** EXERCISE INPUT **

*** Block opens ***

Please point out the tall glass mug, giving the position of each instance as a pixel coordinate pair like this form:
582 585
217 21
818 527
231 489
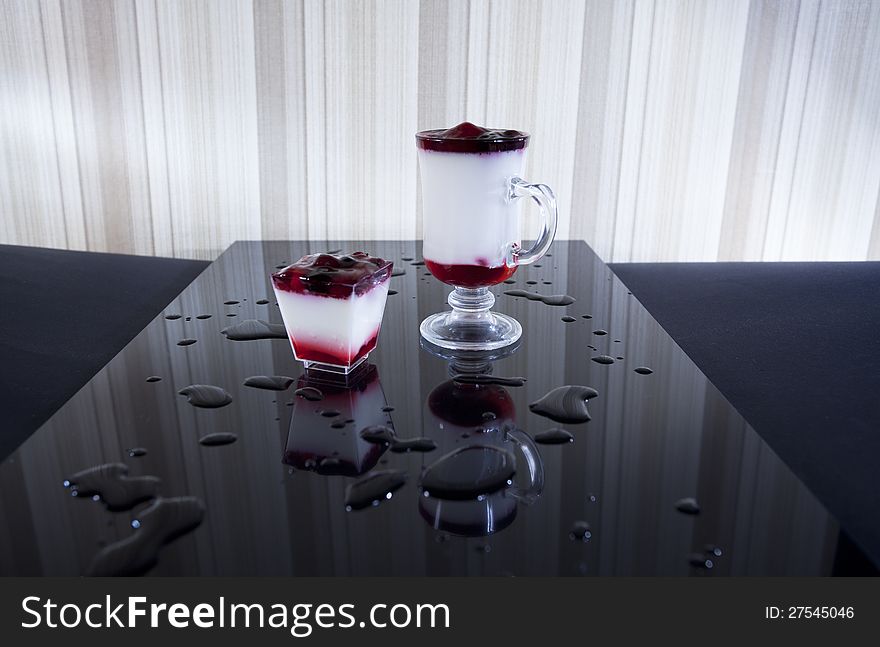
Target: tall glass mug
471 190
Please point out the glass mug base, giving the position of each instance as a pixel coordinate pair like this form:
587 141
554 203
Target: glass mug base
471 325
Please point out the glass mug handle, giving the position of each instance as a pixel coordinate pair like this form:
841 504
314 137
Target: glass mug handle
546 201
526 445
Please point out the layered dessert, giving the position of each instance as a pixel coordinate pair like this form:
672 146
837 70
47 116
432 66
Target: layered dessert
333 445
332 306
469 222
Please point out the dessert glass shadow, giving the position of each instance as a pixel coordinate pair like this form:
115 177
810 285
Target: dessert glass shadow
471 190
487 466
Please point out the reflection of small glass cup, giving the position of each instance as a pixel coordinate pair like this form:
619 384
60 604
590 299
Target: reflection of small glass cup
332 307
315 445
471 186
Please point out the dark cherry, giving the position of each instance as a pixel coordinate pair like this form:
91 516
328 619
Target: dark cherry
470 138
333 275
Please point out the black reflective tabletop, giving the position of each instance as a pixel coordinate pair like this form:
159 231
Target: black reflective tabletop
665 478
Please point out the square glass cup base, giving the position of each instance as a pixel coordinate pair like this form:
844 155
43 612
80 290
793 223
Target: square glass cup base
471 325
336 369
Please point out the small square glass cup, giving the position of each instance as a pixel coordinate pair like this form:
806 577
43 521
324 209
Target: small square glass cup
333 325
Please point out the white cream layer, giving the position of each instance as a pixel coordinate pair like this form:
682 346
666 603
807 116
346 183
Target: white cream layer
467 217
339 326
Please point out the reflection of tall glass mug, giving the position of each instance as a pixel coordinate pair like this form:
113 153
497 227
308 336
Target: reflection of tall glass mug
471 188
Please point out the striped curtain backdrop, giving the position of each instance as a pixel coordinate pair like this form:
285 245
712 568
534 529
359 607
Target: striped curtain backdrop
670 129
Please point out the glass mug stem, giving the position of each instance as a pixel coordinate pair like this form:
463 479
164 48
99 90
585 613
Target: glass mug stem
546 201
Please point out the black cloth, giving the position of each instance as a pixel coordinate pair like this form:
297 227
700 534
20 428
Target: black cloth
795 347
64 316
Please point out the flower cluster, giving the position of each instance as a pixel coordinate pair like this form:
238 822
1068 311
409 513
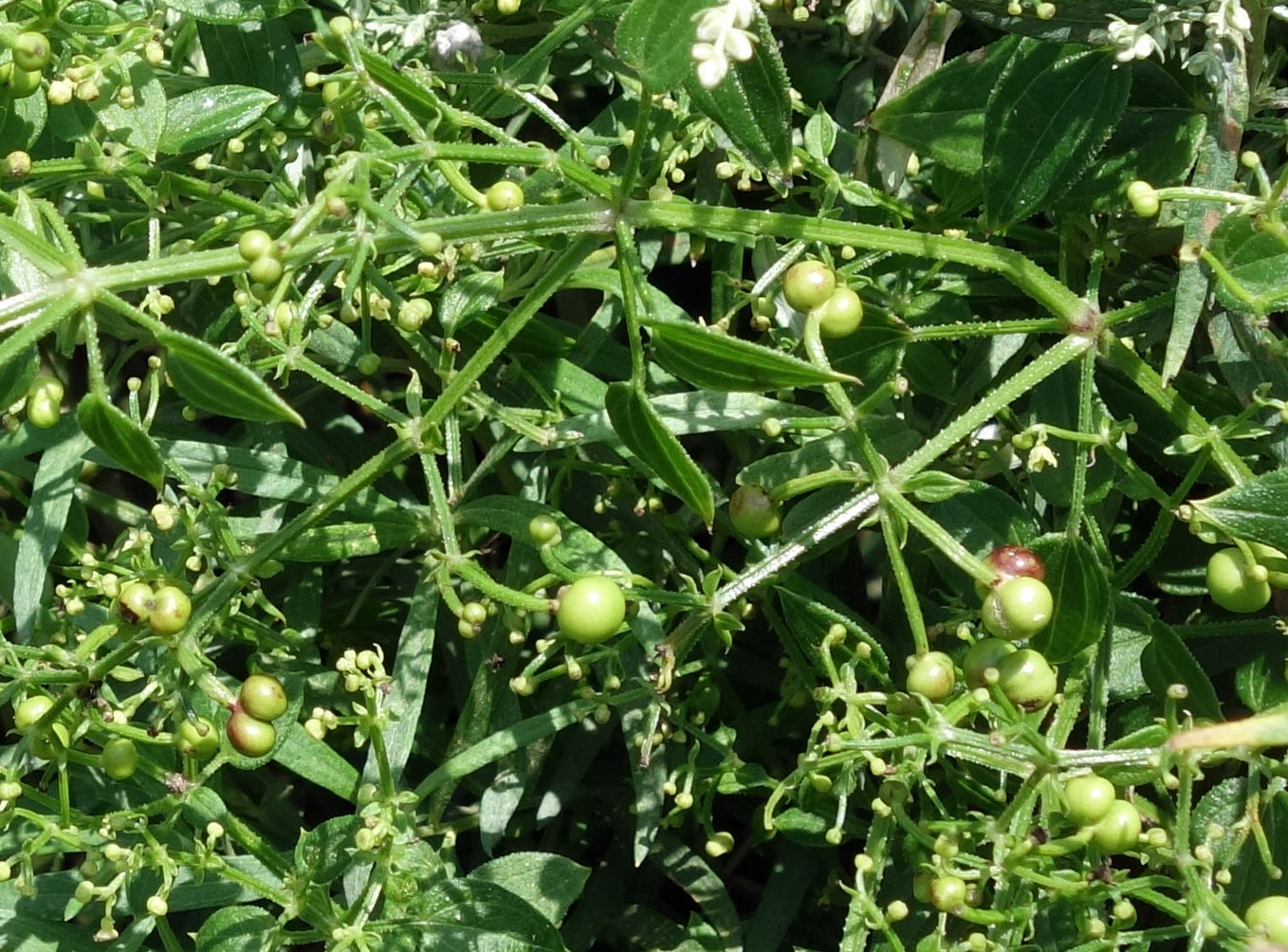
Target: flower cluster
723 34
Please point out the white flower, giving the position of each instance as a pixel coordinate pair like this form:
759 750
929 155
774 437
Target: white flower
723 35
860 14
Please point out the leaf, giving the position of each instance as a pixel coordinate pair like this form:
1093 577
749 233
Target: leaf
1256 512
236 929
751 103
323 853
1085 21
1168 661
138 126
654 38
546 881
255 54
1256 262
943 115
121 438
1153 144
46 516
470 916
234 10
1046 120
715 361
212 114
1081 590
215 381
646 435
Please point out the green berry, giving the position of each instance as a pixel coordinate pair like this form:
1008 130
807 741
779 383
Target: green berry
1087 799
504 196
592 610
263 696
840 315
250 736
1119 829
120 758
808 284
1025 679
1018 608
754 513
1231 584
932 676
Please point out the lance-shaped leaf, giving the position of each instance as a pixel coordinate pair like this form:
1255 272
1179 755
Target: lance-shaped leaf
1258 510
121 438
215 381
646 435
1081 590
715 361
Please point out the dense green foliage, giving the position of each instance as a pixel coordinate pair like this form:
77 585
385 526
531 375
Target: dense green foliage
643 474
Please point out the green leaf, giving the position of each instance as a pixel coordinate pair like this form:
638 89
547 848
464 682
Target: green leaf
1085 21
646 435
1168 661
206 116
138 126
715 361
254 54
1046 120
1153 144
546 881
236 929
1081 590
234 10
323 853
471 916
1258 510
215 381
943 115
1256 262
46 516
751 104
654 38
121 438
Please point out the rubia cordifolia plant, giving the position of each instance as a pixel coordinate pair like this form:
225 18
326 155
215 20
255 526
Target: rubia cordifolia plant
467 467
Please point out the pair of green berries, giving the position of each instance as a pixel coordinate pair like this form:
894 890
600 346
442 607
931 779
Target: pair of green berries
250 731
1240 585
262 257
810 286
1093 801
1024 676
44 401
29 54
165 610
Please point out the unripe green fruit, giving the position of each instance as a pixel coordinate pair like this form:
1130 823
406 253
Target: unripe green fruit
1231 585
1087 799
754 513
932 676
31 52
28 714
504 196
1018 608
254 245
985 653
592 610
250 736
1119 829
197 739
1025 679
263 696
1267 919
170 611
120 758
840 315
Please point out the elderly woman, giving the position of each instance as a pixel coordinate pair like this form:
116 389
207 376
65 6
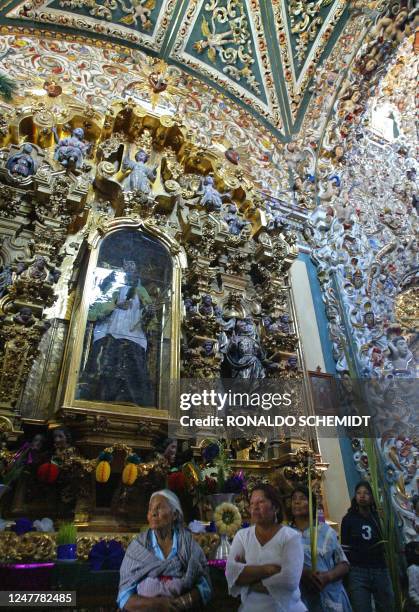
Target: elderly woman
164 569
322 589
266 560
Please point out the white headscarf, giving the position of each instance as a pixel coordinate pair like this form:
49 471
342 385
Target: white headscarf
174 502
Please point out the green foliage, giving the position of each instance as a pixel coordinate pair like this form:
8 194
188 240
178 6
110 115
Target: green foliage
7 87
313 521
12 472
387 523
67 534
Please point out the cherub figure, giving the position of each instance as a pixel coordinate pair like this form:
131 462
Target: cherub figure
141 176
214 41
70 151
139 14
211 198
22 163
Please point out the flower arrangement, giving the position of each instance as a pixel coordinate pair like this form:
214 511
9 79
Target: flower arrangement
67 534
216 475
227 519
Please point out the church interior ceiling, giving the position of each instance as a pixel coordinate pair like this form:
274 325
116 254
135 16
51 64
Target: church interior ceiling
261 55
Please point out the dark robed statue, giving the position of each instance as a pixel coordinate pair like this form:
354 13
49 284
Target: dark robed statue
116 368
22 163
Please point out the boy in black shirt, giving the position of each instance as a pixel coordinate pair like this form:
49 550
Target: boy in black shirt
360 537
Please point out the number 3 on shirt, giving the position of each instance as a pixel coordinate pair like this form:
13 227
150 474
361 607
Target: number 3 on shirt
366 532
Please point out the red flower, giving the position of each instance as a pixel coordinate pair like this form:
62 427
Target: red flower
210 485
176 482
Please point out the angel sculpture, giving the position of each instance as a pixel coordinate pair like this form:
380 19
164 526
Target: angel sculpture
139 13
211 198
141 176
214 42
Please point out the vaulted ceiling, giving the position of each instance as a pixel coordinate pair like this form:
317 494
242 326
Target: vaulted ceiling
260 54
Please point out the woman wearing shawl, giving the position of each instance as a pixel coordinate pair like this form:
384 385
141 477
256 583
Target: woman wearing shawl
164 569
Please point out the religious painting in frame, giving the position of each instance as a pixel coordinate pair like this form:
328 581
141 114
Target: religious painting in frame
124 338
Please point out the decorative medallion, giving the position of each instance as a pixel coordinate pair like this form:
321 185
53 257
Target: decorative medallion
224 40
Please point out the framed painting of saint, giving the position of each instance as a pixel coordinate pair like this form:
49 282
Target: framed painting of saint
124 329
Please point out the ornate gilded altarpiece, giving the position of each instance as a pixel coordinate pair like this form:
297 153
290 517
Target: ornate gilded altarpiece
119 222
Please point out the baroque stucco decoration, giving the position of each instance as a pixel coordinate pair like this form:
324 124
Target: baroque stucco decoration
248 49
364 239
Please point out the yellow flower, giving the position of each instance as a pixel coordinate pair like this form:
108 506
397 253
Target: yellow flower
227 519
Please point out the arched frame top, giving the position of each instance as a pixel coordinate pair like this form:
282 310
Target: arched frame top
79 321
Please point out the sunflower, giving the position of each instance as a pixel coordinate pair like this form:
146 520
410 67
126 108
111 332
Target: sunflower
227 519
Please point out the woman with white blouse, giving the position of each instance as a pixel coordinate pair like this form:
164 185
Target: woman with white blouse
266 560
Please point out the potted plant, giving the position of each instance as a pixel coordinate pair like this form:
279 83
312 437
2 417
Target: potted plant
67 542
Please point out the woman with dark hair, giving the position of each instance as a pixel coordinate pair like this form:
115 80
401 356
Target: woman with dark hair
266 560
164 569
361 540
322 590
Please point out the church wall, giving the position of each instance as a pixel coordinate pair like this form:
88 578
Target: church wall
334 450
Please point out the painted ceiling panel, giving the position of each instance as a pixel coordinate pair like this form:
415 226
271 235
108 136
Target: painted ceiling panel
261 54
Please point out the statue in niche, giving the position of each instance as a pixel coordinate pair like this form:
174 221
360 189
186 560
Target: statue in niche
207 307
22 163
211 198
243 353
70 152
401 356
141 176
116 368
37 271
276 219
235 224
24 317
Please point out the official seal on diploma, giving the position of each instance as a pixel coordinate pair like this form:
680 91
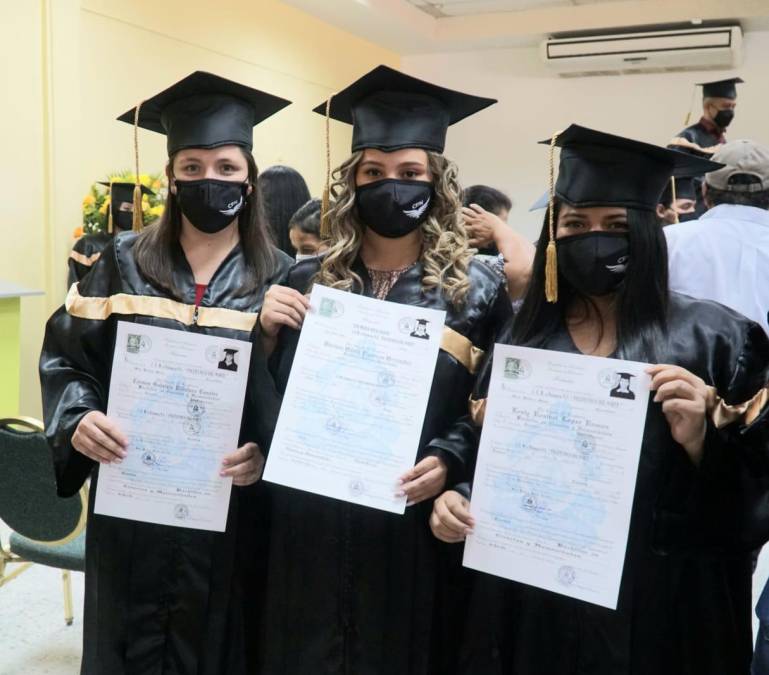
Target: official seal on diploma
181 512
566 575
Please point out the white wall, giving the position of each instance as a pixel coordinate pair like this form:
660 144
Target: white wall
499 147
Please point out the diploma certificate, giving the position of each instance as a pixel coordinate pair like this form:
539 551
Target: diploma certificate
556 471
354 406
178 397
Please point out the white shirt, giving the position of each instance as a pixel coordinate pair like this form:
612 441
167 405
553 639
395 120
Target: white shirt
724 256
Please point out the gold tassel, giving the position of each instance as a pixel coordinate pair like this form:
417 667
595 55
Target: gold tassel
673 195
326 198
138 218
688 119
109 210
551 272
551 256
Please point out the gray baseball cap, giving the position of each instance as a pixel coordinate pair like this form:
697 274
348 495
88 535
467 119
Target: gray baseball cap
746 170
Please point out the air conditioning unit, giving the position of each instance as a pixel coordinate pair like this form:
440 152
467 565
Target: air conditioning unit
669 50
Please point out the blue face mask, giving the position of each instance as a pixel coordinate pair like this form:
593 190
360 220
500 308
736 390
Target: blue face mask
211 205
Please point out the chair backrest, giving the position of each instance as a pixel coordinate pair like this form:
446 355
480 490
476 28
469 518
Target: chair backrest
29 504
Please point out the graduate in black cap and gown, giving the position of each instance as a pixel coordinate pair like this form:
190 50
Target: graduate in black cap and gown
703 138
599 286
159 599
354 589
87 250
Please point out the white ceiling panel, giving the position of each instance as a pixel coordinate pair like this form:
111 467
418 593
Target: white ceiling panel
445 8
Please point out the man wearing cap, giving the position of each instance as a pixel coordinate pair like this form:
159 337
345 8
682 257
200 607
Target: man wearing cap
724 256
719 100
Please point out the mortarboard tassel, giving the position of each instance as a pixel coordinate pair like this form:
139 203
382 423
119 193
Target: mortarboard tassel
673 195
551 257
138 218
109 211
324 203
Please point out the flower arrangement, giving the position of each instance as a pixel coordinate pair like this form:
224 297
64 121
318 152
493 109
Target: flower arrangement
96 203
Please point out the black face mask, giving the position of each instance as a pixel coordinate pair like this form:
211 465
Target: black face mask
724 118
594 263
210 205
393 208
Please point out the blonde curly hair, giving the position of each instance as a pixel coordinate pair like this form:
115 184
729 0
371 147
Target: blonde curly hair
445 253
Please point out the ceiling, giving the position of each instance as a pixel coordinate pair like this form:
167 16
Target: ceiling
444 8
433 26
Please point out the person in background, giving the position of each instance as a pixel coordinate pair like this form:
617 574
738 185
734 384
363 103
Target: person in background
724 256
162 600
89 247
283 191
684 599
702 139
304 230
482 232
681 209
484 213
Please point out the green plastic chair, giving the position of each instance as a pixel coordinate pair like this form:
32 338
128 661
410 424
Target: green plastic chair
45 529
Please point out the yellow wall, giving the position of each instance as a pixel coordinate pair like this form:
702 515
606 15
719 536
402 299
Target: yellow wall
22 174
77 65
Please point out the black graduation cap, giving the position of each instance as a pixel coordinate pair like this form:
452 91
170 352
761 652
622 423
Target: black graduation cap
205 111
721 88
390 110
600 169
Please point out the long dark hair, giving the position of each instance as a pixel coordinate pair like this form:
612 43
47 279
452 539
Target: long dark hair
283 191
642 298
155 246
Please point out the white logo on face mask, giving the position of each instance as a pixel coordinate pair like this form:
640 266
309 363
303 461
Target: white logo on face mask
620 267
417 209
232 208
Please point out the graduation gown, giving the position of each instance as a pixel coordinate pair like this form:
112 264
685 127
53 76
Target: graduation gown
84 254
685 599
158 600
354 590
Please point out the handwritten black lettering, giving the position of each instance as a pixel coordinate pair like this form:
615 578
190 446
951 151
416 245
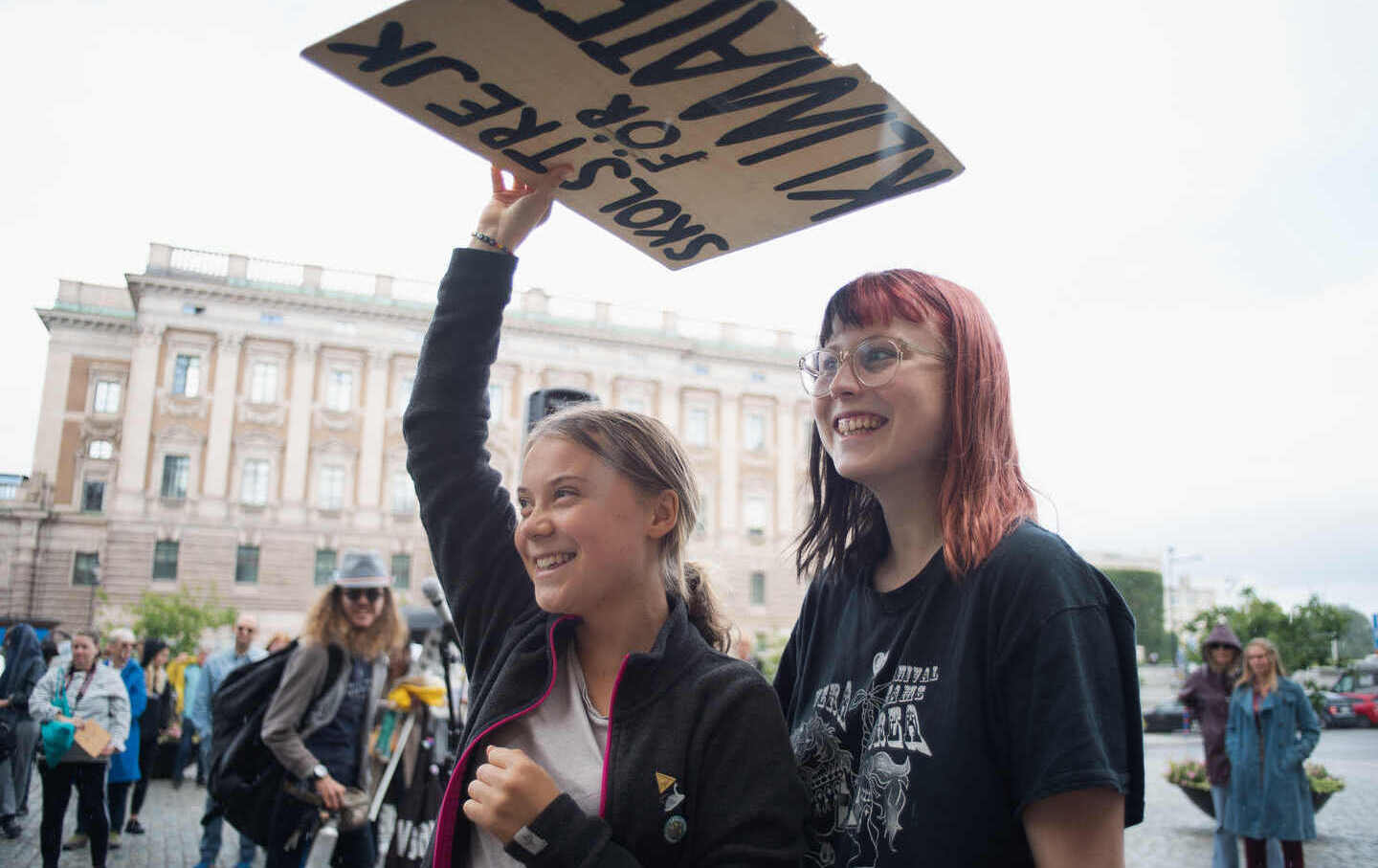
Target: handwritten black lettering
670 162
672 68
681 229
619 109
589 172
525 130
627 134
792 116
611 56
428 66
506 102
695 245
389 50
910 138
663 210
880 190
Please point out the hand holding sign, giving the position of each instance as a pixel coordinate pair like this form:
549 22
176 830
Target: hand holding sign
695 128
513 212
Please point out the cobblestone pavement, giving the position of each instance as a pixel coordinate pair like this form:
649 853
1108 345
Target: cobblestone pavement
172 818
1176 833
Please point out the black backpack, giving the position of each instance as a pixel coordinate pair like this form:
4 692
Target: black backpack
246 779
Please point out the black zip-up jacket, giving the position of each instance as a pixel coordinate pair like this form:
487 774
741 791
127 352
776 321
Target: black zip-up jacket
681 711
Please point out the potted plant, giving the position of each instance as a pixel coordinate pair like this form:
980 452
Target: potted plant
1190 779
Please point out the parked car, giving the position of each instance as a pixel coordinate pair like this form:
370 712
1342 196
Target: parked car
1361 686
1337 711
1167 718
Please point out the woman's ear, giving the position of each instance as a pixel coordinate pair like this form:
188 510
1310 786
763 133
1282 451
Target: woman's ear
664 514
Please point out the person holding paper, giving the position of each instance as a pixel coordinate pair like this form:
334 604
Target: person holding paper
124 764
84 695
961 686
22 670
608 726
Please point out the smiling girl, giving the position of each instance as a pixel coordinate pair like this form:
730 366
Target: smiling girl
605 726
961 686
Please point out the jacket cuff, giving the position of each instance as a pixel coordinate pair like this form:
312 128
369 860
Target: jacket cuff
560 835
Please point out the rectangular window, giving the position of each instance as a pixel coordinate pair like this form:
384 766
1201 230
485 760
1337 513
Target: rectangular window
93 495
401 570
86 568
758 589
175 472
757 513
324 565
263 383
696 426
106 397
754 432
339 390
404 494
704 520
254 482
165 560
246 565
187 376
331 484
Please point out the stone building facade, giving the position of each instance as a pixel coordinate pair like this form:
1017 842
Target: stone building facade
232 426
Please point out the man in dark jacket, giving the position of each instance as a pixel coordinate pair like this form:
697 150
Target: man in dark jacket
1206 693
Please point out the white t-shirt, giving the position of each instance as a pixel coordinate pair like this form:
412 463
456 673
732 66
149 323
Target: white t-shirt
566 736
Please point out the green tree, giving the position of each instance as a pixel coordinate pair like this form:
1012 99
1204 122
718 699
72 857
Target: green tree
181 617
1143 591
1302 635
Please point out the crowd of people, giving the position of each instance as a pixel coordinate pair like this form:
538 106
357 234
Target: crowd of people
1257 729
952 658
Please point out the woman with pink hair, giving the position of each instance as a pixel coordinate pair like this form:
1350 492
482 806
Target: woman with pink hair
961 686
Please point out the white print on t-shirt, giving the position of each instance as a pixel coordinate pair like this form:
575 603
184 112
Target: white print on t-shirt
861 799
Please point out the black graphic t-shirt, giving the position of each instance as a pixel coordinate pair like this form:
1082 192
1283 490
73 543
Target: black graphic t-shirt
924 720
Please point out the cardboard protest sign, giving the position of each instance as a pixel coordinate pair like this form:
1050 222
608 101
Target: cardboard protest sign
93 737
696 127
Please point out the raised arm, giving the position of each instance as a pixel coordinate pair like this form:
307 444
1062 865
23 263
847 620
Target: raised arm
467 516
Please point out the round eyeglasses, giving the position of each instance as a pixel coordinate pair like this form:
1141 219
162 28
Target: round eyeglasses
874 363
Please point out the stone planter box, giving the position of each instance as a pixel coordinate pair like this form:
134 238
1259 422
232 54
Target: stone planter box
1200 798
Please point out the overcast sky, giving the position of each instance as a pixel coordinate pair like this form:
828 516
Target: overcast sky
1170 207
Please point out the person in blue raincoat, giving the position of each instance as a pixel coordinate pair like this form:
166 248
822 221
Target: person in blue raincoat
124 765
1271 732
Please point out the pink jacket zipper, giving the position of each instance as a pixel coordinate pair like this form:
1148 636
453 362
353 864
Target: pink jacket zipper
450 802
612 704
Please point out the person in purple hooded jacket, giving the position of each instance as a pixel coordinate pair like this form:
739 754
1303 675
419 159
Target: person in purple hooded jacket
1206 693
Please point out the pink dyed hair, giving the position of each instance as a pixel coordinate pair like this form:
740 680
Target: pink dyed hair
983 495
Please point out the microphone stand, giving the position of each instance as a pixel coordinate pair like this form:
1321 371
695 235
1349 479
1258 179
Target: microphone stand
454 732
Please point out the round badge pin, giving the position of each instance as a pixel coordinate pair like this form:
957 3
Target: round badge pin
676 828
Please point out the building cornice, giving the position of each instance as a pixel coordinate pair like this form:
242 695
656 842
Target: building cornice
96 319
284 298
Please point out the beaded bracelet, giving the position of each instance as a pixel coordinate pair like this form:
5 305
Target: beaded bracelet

*** Block closes ***

** TASK STATEMENT **
Pull out all lines from the entries above that include the word "bracelet".

** ANSWER BOX **
Please point out the beaded bracelet, giving the position of each instance as a pixel coordinate pair like this form:
Target: beaded bracelet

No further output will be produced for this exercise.